**Instrucciones**
(1) Reproduce el fragmento del texto sobre el Illimani que va desde "La presencia de" hasta "Cruz del Sur.", ambos incluidos.
(2) Según el texto sobre el Illimani, ¿en qué época llegó a vivir para siempre a la ciudad la persona que lo escribe?
(3) Retoma el texto sobre el Illimani y continúalo a partir de donde termina.

**Texto proporcionado**
◆ ◆ ◆ ◆ ◆

La presencia de la montaña
El
Illimani se está -es algo que no se mira.
En
el Illimani, el cielo es lo que se mira; el espacio de la montaña. No la
montaña.
En
el cielo de la montaña, por la tarde, se acumula el crepúsculo; por la noche,
se cierne la Cruz del Sur.
Ya
el morador de las alturas lo sabe; no es la montaña lo que se mira.
Es la presencia
de la montaña.
(Jaime Sáenz, Presencia de la montaña)
La Paz
es el Illimani. Los paceños alteños somos el Illimani. Y eso no es poca cosa.
Sin el Illimani los paceños andaríamos –si acaso pudiésemos- vaciados de alma; seríamos
almas en pena. Andaríamos –si acaso pudiésemos- huérfanos de identidad;
seríamos nadies.
No
puedo siquiera imaginar La Paz sin el Illimani. Es inimaginable pero
tristemente posible como novela apocalíptica de un futuro no muy lejano.
Imagino por ejemplo –apesadumbrada- contar a mis nietos sobre la hermosura de
esa montaña imponente allá a lo lejos, que alguna vez fue el fastuoso nevado Illimani,
como me hablaban a mí del Chacaltaya a fines de los años 80 cuando migré a esta
ciudad para siempre.

◆ ◆ ◆ ◆ ◆

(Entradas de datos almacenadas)
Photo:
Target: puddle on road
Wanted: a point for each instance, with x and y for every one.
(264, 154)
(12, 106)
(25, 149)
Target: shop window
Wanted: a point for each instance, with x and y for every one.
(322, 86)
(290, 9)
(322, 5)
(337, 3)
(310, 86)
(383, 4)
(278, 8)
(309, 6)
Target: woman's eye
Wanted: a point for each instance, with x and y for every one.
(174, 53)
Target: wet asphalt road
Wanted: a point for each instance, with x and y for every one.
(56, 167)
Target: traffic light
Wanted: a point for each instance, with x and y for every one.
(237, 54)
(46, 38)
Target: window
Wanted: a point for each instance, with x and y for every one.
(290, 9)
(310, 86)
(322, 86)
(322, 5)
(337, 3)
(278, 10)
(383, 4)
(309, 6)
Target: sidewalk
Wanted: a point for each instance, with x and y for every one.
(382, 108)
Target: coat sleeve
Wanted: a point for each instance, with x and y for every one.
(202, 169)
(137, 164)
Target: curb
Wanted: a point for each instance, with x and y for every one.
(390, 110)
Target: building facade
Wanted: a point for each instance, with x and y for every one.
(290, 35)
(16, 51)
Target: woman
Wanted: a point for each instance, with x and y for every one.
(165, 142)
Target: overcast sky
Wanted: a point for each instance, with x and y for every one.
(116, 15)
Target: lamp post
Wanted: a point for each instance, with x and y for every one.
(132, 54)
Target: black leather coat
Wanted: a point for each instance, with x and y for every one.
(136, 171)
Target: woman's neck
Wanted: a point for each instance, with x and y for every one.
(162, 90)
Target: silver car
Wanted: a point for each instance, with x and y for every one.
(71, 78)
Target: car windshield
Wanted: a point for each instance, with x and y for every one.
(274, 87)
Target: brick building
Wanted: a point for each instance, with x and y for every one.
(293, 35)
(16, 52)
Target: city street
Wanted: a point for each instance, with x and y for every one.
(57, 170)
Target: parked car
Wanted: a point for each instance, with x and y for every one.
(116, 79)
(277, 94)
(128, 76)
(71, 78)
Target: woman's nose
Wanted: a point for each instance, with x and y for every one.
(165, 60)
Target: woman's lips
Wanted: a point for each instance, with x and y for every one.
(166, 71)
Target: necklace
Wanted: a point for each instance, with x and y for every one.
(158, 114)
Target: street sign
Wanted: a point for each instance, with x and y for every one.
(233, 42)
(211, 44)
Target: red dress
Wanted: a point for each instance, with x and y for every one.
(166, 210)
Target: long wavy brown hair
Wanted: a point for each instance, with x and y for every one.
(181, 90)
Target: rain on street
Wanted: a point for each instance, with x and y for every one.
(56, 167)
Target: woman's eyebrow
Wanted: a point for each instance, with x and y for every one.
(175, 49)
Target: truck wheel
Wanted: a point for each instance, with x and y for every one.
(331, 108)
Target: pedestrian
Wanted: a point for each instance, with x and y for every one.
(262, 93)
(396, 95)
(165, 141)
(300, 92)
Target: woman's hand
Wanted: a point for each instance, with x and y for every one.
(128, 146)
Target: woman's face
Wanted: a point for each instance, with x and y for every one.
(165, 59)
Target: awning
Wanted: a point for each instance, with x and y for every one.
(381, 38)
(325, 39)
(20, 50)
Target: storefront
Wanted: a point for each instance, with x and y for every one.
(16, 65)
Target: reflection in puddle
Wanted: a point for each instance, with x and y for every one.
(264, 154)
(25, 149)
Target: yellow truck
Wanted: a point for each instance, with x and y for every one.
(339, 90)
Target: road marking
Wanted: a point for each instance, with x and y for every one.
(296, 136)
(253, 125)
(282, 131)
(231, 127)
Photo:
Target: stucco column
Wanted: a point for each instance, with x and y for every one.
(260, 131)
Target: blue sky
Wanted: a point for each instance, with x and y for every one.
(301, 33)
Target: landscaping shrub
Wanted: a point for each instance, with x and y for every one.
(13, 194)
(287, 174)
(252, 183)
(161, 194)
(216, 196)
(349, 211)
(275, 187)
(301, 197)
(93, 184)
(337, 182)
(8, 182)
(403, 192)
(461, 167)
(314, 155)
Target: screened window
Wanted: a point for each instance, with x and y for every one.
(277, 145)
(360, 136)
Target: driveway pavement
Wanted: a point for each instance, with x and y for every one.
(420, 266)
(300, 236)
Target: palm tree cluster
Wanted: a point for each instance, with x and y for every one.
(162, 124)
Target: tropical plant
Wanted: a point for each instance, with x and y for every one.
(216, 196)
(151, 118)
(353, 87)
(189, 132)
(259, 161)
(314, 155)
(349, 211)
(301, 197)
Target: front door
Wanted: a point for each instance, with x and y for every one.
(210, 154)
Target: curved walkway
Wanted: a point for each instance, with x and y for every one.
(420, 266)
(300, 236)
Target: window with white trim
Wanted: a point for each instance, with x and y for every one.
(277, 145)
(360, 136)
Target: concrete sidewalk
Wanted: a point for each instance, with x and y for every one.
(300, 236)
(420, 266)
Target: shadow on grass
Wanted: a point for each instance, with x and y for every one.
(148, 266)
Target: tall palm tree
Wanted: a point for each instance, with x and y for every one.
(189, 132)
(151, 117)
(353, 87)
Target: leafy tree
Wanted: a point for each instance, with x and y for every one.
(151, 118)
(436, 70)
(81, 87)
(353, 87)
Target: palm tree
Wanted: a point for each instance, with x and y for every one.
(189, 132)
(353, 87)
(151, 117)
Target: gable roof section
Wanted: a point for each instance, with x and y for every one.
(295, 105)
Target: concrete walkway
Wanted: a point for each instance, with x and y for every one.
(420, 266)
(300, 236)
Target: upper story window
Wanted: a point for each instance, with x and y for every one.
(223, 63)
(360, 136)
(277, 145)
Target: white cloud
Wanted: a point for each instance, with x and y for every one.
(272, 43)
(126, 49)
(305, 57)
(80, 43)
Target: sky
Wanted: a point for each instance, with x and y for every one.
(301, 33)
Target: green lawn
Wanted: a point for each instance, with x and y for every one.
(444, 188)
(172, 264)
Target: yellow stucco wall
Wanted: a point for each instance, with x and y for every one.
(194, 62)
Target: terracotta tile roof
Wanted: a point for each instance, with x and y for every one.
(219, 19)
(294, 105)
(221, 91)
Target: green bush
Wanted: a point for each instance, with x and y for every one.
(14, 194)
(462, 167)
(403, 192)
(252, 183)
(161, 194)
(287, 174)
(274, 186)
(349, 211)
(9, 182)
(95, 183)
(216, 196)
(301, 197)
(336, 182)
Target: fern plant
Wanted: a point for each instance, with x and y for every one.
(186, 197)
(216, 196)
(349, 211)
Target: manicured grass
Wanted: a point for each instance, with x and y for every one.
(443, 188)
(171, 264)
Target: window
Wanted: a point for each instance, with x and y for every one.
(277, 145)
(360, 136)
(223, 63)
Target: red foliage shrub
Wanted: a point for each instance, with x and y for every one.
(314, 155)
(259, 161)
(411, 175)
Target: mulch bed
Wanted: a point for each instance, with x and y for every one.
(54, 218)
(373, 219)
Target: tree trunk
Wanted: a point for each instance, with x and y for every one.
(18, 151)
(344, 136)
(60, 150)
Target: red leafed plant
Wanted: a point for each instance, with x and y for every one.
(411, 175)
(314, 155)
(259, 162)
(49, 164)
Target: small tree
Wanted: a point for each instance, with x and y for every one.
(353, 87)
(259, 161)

◆ ◆ ◆ ◆ ◆

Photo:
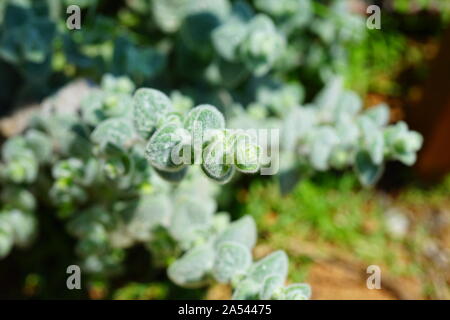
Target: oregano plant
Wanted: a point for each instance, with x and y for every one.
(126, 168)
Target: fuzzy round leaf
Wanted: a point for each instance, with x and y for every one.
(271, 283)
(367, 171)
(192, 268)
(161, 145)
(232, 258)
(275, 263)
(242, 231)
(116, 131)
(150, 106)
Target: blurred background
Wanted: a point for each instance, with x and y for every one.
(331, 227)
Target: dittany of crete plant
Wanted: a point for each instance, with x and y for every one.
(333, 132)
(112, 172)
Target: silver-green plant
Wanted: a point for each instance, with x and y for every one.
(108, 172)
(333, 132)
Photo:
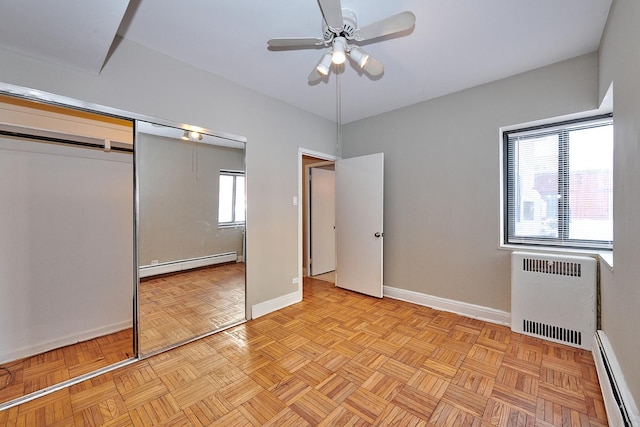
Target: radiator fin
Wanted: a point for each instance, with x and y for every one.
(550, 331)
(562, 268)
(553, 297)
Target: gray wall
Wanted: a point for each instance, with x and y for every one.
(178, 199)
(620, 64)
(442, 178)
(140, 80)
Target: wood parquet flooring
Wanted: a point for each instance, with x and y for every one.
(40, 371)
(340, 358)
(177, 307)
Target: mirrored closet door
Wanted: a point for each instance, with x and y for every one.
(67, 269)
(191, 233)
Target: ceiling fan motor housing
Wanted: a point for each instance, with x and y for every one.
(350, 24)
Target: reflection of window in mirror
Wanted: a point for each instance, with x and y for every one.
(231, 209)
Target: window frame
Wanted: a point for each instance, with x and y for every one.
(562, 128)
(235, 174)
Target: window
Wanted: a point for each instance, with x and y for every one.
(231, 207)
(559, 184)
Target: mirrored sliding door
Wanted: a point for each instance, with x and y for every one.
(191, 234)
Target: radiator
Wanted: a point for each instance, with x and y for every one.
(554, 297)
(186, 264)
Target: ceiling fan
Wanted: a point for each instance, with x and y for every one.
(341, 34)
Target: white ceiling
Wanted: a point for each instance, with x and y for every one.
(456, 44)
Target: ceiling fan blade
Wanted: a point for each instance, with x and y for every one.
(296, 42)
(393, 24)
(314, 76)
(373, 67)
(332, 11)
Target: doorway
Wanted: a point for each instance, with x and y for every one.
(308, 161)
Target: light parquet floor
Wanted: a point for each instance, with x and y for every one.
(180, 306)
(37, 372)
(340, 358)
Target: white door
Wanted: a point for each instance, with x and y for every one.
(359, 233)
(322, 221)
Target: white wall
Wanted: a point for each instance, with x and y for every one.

◆ ◆ ◆ ◆ ◆

**Respuestas finales**
(1)
La presencia de la montaña
El
Illimani se está -es algo que no se mira.
En
el Illimani, el cielo es lo que se mira; el espacio de la montaña. No la
montaña.
En
el cielo de la montaña, por la tarde, se acumula el crepúsculo; por la noche,
se cierne la Cruz del Sur.

(2) A fines de los años 80.

(3)
Todavía
recuerdo el frío de montaña de esta ciudad por entonces color ocre y azulada
que cuando era niña me hacía tanta ilusión pasear. Llegábamos desde Tupiza o
Cochabamba a visitar a la familia paceña de mi papá, como si viajásemos a Nueva
York. La Paz era la ciudad más importante del país, allí estaban los edificios
de ascensores, el Palacio de Gobierno y, claro, el Illimani. Esa presencia
majestuosa como el viejo de la tribu, el tata grande, el vigilante, el sereno,
el dueño de casa que invariablemente nos recibía como recibe al visitante
mostrándole, con su sola presencia, algo así como el linaje de una ciudad como
ésta, rodeada de montañas nevadas, de laderas empinadas y casitas de ladrillo amarradas
de un hilo a los cerros morenos de calles como serpientes y estantes silentes
pero de presencia tan imponente como el mismo nevado.
No sé
si era porque corrían los años 70 y vivíamos en dictadura, que la ciudad olía a
orden, paz y trabajo, pero yo tenía la sensación de estar en una ciudad donde
todo parecía marchar. No sabía, claro, que cientos de ríos como venas cargadas
de lucha, la atravesaban bajo tierra, silenciosas y, llegado el momento,
estallaban furibundas para escribir la historia. Tumba de tiranos. Eso lo supe
muchos años después, convertida ya en habitante paceña, cuando palpando la
ciudad entendí que la belleza de esta hoyada no era precisamente su fealdad, su
caos, su despelote, sino el latido de sus gentes. Para entonces, entrados los
90, La Paz y El Alto eran siameses y ambos reunían al país entero. Pero ¿qué
diablos hacía que al poco tiempo los migrantes nos sintiéramos paceños? ¿cuál
era el embrujo si al mismo tiempo esta tierra nos espantaba con su frío
inmisericorde?
La
montaña. La presencia de la montaña.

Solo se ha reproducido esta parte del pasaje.